• **Text excerpt**
+-------+

As of December 2019, 15,156 Boeing 737s have been ordered and only 10,571 delivered. The current backlog stands at 4,398. The company projected late last year that it will need to deliver thousands of additional aircraft to break even. On December 16, 2019, Boeing announced that it will suspend production of the 737 MAX from January 2020. It had been the highest-selling commercial jetliner until being surpassed in total orders by the competing Airbus A320 family in October 2019. The Airbus 320 was first flown in 1987, and has enjoyed a purchase cost advantage and a superior safety record.

The startling thing about the 737 is that it is a design that was first flown in April, 1967, and was until late last year the most successful commercial airliner in history in terms of numbers sold. In basic design, it is little changed from the stretched version 200 that was introduced in 1972.

The 737 MAX is the fourth generation of this model, which had outlived its primary U.S.-produced competitor, the McDonnell Douglas MD-90, in the short to medium range market. Another U.S. competitor, Lockheed, no longer produces commercial aircraft. Boeing has a domestic monopoly, and produces essentially the same 50 year old product for which it charges customers multiples of the original price (in real dollars). But, nonetheless, the company appears to be on the brink of extinction, without an enormous federal bail out. The current Model MAX 8 is staggeringly more expensive, at four times the comparable early models, even adjusted for inflation. Some of the earliest models, including upgraded 200 series, are still in operation by smaller regional airlines.

The unit cost for the 100 Series when originally introduced started at $3.7 million ($27.2 million in 2020 dollars) and the 200 Series was priced at $5.2M (1972), some $31.8M today. The 200 Series of 1972, with its significantly stretched fuselage, carried up to 215 passengers, which is comparable to today's MAX 8, which started flying in 2016. The biggest difference between the 200 series and later Boeings is a steadily escalating sales price.

The 737 MAX (138-204 passengers), is many times more expensive than the previous generation designs without a substantial improvement in range or passenger capacity. The sole performance advantage over previous models is in about a 10 percent improvement in fuel economy and reduced emissions due to a change in engine in the mid-1990s, and revised wing design, along with modernized cockpit avionics and a slightly quieter cabin. But, like the Porsche racing car, performance is not enormously better than it was a half century ago.

Basically, Boeing is behaving as any oligopoly, producing overpriced, outdated goods, because it is allowed to by federal regulators and it has only one surviving major competitor in the world.

+-------+

• **Problem description**
Decide whether each statement below agrees with the text on the Boeing 737 above, answering yes or no and quoting the words of the text that decide it. 1. The Airbus A320 family was first flown in 1987. 2. The 737 MAX offers a substantial improvement in passenger capacity over previous generation designs. 3. Boeing announced that production of the 737 MAX would be suspended from January 2020.

• **Recorded data**
+-------+

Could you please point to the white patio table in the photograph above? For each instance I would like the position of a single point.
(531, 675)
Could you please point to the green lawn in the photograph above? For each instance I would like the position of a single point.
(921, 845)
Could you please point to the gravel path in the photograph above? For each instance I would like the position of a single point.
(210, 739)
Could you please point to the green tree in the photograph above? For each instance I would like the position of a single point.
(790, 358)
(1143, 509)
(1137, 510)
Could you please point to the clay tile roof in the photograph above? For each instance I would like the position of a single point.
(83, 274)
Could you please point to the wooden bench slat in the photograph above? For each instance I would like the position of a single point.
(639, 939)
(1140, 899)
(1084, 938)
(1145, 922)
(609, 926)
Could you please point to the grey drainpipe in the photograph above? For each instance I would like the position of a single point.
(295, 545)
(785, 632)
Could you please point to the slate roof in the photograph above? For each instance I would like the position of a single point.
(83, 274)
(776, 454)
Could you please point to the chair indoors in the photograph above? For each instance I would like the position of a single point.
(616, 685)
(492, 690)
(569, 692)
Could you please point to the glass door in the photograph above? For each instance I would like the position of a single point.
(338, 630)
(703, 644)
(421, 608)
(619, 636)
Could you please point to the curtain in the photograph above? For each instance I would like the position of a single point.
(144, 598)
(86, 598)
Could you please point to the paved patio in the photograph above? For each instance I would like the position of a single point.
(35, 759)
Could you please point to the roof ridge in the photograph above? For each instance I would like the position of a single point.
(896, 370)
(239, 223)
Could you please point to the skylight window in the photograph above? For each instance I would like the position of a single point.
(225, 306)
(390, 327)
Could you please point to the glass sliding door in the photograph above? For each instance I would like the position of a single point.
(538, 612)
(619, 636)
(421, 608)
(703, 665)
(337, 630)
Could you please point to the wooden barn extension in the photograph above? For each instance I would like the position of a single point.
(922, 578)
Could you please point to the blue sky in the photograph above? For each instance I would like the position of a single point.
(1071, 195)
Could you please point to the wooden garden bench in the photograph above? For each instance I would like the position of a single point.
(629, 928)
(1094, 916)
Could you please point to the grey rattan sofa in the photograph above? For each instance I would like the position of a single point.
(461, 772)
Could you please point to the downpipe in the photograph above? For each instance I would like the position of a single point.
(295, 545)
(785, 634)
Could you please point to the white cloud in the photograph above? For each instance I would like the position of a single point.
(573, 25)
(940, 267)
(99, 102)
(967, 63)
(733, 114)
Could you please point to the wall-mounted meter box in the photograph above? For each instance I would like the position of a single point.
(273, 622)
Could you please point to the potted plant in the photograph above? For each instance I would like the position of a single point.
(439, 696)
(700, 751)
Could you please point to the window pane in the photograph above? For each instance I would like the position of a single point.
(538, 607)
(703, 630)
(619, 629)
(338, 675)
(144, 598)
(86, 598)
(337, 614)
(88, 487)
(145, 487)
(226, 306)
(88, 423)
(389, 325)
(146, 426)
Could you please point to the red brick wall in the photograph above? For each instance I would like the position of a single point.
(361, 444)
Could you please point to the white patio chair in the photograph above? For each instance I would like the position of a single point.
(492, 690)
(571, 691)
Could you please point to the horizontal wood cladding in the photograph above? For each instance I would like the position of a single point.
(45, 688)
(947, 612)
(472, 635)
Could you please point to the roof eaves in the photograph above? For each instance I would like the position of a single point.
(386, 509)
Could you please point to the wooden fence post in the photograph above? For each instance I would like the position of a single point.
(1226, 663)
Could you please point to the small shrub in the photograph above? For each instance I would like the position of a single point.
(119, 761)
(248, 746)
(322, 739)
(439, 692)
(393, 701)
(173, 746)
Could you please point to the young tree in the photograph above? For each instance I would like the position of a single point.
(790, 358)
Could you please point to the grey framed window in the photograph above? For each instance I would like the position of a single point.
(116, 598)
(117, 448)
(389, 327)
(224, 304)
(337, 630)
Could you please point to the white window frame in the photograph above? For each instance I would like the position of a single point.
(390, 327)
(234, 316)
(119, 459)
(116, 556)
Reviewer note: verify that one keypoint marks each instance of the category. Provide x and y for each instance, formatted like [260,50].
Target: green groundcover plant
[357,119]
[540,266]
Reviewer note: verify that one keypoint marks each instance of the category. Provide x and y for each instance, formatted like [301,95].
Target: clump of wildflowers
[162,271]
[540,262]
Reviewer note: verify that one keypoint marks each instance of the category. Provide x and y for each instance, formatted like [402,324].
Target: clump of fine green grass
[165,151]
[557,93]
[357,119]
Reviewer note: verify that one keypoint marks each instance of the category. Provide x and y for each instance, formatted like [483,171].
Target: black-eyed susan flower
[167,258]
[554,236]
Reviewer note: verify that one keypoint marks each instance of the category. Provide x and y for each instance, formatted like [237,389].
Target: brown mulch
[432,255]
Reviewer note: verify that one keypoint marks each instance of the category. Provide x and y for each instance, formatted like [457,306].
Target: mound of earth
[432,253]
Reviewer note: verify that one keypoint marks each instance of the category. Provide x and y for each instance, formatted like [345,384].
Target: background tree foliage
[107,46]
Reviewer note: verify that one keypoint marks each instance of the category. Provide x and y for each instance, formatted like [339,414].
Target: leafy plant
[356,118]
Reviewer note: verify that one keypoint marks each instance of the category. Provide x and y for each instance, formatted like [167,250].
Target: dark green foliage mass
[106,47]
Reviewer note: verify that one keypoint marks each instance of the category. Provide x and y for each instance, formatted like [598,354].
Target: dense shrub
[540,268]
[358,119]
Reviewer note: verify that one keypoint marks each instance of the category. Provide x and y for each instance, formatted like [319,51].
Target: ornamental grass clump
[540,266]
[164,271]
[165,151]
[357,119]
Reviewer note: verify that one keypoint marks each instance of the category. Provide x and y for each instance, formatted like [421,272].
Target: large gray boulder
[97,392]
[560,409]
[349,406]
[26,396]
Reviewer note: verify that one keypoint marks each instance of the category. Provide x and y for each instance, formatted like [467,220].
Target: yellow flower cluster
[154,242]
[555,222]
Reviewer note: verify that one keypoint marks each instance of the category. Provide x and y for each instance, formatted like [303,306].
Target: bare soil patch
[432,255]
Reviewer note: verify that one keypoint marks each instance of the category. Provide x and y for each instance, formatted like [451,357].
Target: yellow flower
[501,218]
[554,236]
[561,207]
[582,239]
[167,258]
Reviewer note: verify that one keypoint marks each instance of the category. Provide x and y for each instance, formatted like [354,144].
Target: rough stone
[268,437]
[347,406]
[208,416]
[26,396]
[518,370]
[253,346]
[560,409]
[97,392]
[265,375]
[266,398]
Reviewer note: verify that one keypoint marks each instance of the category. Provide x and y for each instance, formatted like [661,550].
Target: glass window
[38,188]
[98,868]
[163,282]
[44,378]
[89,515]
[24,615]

+-------+

• **Response for this exercise**
1. Yes: "The Airbus 320 was first flown in 1987"
2. No: "without a substantial improvement in range or passenger capacity"
3. Yes: "On December 16, 2019, Boeing announced that it will suspend production of the 737 MAX from January 2020."